▸ **JOB A**
Rename "marker" to "pin" in the listing lines starting at the one containing "each like [243,260]." and ending at the one containing "Target: red hot air balloon". Give back only those lines, with nothing else changed.

▸ **READING PASSAGE**
★ ★ ★ ★ ★ ★ ★
Economic and Social Research Council (ESRC) Talking and Listening to Children (TLC) Project 01 May 2013 – 31 April 2015
The research team
Principal Investigator: Dr Sally Holland, Cardiff University School of Social Sciences
Co-Investigators: Professor Viviene Cree, the University of Edinburgh School of Social and Political Science, Dr Gillian Ruch, University of Southampton School of Social Sciences; Dr Karen Winter, Queen's University of Belfast Sociology Social Policy and Social Work, Professor Mark Hadfield, Cardiff University School of Social Sciences.
Two FTE researchers will also be appointed (to be based in Cardiff and Edinburgh).
The overarching aim of the study is to explore how social workers communicate with children in their everyday practice and how the social workers and children involved in these encounters experience and understand them. The research will take place in two practice settings to encompass a range of key social work tasks with children: firstly, child and family intake and assessment social work teams, where relationships with children may have to be developed rapidly, and secondly, looked after children's teams, where there is the potential for longer term relationships. Utilising ethnographic observations in 4 teams across the UK in the first setting, and ‘video stimulated recall’ interviews in 2 teams in the second, this research project will generate data directly from practice in frontline social work.
★ ★ ★ ★ ★ ★ ★
▸ **TASK INPUTS**
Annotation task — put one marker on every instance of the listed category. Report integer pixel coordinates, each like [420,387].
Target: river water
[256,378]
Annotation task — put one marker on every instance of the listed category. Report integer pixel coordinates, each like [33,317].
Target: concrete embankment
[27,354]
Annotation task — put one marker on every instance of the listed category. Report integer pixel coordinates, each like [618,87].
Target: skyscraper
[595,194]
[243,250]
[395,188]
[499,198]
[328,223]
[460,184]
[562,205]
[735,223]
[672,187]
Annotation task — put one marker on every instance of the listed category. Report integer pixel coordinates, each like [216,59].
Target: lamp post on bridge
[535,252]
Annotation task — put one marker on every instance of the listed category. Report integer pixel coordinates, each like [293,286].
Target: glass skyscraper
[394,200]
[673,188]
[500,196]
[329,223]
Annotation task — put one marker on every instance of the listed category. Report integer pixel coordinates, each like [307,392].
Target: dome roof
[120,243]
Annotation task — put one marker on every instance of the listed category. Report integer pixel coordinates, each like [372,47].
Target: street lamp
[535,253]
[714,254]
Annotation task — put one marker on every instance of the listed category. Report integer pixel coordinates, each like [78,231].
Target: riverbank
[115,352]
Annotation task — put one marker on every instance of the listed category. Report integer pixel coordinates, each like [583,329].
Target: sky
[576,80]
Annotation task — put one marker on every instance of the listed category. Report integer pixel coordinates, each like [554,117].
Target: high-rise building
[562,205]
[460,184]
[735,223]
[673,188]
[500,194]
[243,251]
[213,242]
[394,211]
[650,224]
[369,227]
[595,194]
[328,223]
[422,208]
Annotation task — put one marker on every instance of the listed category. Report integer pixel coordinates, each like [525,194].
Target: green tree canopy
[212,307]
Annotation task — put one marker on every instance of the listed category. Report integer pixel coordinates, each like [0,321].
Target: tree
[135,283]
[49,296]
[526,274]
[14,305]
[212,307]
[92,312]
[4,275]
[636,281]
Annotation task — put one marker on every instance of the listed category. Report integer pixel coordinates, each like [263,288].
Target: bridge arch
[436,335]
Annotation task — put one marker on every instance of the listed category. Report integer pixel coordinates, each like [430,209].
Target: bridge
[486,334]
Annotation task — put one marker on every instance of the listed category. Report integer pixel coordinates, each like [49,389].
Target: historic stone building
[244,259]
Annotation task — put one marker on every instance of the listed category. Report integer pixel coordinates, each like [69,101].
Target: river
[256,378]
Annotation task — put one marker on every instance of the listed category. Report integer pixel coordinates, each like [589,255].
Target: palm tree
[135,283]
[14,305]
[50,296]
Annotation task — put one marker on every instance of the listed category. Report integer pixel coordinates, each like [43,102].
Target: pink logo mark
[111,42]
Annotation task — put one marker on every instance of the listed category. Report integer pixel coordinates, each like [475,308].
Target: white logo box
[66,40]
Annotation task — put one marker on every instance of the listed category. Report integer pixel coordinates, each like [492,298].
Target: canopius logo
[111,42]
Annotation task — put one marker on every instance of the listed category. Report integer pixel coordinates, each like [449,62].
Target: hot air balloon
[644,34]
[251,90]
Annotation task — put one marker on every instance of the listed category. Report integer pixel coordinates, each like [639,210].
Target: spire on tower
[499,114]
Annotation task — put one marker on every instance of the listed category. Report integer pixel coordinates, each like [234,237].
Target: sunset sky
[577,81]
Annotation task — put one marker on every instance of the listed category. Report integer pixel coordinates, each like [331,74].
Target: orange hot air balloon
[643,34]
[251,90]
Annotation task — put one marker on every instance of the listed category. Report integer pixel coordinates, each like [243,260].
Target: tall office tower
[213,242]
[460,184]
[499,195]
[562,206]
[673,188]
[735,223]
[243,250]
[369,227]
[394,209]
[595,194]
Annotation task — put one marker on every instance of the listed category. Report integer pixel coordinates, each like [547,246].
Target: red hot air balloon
★ ★ ★ ★ ★ ★ ★
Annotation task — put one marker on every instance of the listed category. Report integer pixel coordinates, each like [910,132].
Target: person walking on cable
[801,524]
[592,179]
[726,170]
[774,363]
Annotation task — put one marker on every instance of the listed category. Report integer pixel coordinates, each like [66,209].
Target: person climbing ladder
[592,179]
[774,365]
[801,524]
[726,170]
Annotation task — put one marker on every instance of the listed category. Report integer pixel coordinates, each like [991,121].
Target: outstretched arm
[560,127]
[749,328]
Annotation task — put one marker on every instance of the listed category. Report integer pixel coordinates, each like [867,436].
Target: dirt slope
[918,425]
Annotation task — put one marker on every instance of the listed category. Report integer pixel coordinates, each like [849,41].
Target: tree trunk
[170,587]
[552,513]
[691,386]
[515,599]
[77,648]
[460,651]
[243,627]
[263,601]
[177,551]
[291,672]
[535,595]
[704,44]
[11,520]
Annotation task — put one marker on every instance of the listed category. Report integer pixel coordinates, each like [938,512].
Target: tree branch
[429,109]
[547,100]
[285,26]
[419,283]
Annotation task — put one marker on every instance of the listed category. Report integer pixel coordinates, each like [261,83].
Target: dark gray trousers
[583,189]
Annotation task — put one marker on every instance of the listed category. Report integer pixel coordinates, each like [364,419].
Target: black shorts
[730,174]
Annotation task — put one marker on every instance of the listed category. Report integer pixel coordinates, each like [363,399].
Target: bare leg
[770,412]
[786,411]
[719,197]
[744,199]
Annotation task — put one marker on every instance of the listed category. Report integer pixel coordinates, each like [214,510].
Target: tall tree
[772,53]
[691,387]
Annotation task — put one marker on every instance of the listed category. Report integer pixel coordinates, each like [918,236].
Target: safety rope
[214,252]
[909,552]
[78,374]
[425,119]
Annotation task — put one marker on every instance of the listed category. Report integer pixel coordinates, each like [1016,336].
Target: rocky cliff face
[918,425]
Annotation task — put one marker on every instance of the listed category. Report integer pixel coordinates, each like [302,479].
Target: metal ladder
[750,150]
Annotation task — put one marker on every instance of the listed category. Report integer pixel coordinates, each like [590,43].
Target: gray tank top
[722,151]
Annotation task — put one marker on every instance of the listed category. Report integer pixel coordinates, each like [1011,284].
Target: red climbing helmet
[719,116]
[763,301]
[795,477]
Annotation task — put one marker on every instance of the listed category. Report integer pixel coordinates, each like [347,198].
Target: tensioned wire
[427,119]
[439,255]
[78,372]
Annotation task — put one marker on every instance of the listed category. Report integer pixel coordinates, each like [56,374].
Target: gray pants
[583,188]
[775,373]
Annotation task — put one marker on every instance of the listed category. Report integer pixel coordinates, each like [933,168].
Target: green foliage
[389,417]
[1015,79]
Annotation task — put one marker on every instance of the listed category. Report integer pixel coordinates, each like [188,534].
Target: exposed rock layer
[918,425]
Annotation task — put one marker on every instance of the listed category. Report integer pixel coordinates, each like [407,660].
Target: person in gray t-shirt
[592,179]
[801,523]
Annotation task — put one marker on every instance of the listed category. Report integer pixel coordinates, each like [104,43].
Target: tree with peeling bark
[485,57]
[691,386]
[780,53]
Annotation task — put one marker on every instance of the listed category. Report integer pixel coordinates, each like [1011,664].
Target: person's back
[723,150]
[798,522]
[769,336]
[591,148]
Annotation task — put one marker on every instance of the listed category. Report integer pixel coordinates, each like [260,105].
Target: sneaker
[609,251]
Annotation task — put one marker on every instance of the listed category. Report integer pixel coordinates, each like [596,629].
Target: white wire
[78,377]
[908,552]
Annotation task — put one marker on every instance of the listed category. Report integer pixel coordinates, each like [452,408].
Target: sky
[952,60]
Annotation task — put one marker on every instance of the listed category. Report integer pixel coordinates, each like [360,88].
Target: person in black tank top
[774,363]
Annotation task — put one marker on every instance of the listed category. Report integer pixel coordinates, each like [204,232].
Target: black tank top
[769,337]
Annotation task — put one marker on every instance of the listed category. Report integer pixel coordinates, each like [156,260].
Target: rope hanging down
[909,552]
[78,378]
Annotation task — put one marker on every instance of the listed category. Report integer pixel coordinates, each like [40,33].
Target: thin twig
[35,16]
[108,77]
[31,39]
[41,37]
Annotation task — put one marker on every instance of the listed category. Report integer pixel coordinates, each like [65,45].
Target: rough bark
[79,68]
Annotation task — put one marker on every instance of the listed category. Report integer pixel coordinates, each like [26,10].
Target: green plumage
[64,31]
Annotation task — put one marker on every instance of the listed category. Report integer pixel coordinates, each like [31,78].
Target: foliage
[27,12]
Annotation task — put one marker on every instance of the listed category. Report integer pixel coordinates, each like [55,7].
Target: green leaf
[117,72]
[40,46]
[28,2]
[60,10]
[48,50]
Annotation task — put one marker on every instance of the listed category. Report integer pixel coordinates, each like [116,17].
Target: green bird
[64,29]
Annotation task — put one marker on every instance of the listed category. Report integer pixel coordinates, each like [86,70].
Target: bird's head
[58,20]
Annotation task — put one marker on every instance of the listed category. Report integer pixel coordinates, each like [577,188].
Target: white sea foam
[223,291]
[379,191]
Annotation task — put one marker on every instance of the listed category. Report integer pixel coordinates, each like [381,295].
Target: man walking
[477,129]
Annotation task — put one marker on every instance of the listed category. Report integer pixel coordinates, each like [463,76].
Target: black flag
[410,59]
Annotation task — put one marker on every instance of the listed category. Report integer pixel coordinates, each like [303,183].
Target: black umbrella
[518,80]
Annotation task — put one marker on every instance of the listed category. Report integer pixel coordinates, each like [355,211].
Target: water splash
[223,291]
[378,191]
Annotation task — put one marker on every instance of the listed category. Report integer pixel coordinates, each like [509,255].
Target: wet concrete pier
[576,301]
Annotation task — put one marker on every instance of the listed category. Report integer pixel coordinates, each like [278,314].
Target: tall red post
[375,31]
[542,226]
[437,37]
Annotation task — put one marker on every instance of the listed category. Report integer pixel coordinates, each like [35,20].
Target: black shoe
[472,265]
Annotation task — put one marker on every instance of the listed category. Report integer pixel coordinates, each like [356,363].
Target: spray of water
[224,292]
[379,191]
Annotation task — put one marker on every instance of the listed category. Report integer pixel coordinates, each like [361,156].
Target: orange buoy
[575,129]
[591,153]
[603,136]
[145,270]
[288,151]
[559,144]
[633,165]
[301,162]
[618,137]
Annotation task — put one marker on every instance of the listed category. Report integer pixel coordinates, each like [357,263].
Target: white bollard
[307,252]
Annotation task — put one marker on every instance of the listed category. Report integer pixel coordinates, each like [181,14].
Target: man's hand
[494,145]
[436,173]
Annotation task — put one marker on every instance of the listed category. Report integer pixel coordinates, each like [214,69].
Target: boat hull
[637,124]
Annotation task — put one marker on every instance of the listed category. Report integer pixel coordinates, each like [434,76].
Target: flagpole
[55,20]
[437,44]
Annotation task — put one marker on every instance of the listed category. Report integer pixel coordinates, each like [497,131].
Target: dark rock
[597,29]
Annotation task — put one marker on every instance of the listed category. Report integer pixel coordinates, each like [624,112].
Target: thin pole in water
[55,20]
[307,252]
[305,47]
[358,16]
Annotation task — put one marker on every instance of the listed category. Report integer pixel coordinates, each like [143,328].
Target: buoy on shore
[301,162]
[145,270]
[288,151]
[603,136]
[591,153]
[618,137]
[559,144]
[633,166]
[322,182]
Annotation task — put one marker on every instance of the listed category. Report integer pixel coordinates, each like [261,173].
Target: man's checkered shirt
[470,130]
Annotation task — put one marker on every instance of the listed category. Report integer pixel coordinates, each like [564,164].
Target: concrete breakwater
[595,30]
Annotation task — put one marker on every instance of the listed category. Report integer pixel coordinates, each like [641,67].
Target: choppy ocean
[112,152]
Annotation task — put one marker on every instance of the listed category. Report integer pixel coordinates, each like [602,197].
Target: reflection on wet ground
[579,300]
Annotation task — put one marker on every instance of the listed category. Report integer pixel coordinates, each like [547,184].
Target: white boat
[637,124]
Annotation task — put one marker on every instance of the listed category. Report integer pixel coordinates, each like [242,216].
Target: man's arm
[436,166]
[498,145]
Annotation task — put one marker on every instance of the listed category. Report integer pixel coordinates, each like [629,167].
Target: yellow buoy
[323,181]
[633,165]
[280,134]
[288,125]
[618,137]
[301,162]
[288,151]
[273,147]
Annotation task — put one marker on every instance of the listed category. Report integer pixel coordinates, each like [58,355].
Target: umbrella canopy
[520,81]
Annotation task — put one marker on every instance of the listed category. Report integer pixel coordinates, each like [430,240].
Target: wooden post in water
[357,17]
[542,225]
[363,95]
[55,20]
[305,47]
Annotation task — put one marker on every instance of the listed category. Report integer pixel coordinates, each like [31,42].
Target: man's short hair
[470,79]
★ ★ ★ ★ ★ ★ ★
▸ **JOB B**
Write what comes next in the description of the research project on how social workers communicate with children.

▸ **TASK ANSWER A**
Annotation task — put one pin on every instance of the listed category. Report integer pixel coordinates, each like [243,260].
Target: tall office tower
[213,242]
[460,184]
[499,195]
[562,206]
[673,188]
[735,223]
[243,250]
[369,227]
[394,209]
[595,194]
Annotation task — put one pin on every instance of the listed category. Report integer pixel coordinates, each like [547,246].
Target: red hot air balloon

▸ **TASK ANSWER B**
Specifically the research will:
a) Identify how social workers communicate with children in practice, in both early encounters and established relationships, encompassing the high priority areas of child protection and providing care for children looked after by the local authority;
b) Enable practitioners and children to reflect on specific practice encounters, helping to identify the barriers and enablers to attuned communication;
c) Identify how practice in this domain could be improved and develop paper-based and video/digital resources to enable these improvements to be realised.
The research aims to generate important new knowledge that will enhance the quality of social work education, practice and policy and in so doing improve children's experiences of practice and practice outcomes.
1. What are social workers observed to do when they communicate with children in a range of settings (including children living at home and in foster or residential care) and with a range of aims (including child protection, assessing need and promoting well-being)?
• How do social workers create and seize opportunities to facilitate communication?
• How do children respond to social workers in the observed encounters?
• How do social workers manage communication in different practice contexts?
2. How do practitioners experience and understand their communication with a child?
• What are social workers’ reflections on a specific practice encounter prior to and following the meeting?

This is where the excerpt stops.